WHAT NEEDS TO BE DONE » Update the material below so that each occurrence of "Return one point" becomes "Give one point", with everything else left as it is.

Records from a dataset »

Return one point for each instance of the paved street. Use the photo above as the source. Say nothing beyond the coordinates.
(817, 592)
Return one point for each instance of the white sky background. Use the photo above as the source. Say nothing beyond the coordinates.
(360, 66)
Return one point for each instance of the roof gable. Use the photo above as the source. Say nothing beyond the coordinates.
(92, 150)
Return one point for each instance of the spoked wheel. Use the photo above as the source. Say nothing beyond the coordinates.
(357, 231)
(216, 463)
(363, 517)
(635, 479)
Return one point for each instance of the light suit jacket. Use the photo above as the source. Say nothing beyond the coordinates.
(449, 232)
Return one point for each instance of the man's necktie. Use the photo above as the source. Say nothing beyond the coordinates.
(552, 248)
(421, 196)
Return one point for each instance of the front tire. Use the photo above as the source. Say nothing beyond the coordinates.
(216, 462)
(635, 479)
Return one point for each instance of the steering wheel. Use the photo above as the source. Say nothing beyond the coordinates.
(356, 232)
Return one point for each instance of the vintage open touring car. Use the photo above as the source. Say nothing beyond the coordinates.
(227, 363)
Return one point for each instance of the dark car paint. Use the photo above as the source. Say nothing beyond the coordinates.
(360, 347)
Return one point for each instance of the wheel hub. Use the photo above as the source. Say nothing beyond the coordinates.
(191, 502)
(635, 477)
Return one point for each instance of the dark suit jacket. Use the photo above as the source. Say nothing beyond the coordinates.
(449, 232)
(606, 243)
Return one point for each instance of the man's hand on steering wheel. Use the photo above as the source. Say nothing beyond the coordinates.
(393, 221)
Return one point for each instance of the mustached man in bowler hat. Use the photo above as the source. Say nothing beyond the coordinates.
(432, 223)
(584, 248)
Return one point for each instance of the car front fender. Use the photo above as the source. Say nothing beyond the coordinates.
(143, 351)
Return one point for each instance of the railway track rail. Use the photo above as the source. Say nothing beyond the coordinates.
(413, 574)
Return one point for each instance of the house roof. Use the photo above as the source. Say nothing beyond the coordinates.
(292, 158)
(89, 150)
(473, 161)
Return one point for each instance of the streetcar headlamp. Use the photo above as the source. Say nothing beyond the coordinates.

RESULT FOR THIS TASK »
Give one point for each instance of the paved street. Use the photo above as the source. Say nothing beyond the coordinates.
(817, 592)
Give one point for each instance of the white sky background. Use the photo above as the source. Say nothing beyond the coordinates.
(360, 66)
Give one point for each instance of the roof gable. Use the photo above as the source. Say nothing beyond the coordinates.
(92, 150)
Give one point for each instance of the spoked wheel. Use the photo above as the source. Say nothing beyond the coordinates.
(357, 231)
(216, 463)
(363, 517)
(635, 479)
Give one point for each instance of the light suit jacket. Use the photo above as the source. Say nothing beyond the coordinates.
(449, 232)
Give one point for each instance of the man's necktie. Use the photo above as the source. Say nothing beyond the coordinates.
(552, 248)
(421, 196)
Give one point for each instance of the front tire. Use the photo above as the source. Say nothing beyond the coordinates.
(216, 462)
(635, 479)
Give one point for each instance of the steering wheel. Use the photo above as the source. Say nothing beyond the coordinates.
(356, 232)
Give one point for each instance of the vintage open touring car. Use the photo above as the source. Say nothing beyond the coordinates.
(227, 363)
Give one point for each instance of the dark car paint. Use the photo above as the source. Say nothing beyond the coordinates.
(360, 347)
Give one point for each instance of the wheel hub. Use the photo above as the source. Say nothing beyond the coordinates.
(191, 502)
(635, 477)
Give one point for each instance of the dark suit jacket. Use the photo above as the source. Say nothing beyond the coordinates.
(449, 232)
(606, 243)
Give one point for each instance of the man's hand on steering wheel. Use the photo above as the source. Say nothing beyond the coordinates.
(393, 221)
Give one point for each instance of the mustached man in bowler hat. Use the photo above as the source. Say nothing beyond the coordinates.
(432, 223)
(584, 248)
Give one point for each instance of the car front fender. Use the photo above as the source. Say nothing beyond the coordinates.
(143, 351)
Give one point for each instance of the railway track rail. Use the photo above as the source. Say nothing beyond the coordinates.
(413, 574)
Give one point for each instance of the house roof. Use the photo above as the source. Say nothing beyond the coordinates.
(292, 158)
(89, 150)
(473, 161)
Give one point for each instance of the streetcar headlamp. Use the photo above as the source. Say nothing beyond the coordinates.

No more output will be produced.